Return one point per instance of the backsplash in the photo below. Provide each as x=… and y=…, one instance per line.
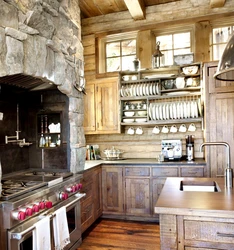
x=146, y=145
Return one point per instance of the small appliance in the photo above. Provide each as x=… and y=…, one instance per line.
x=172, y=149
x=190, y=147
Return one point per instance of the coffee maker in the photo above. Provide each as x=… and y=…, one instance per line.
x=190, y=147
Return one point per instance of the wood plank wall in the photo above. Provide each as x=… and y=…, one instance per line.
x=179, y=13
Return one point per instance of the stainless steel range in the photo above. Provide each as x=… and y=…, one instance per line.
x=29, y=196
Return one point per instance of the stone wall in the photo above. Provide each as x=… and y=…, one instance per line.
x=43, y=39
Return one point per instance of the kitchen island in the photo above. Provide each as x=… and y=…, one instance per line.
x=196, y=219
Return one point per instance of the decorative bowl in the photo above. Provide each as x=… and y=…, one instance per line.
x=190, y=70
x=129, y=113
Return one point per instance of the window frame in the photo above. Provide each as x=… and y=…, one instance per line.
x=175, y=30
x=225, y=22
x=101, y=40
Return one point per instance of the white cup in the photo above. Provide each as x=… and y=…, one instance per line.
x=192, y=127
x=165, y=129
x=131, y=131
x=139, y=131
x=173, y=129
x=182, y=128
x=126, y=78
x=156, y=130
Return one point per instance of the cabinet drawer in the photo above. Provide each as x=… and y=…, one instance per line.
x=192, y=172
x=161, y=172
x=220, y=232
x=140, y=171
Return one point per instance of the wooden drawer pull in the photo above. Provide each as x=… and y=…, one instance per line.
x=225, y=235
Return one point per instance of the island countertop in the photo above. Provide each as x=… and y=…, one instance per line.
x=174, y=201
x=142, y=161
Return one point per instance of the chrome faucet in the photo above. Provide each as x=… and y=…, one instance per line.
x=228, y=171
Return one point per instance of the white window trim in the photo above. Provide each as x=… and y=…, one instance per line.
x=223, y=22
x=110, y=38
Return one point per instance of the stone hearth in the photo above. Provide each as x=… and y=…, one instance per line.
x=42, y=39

■ ASSIGNED TASK ■
The output consists solely of the lines from the line that contains "Return one point per instance of the island" through the final line of the data.

■ EXERCISE RESULT ■
Return one point per instance of the island countertop in the photo above. Provide each as x=… and y=…, one instance per line.
x=174, y=201
x=142, y=161
Return one point per instance of the chrome faucet in the photo above. Provide each as x=… and y=…, one instance per line.
x=228, y=171
Return one point per instance of the white window trim in the photo above. Provide each as x=… and y=…, one instance per line.
x=223, y=22
x=110, y=38
Return one point per instance of the stone hearth in the photo above. Provide each as x=… and y=…, one instance per line.
x=42, y=39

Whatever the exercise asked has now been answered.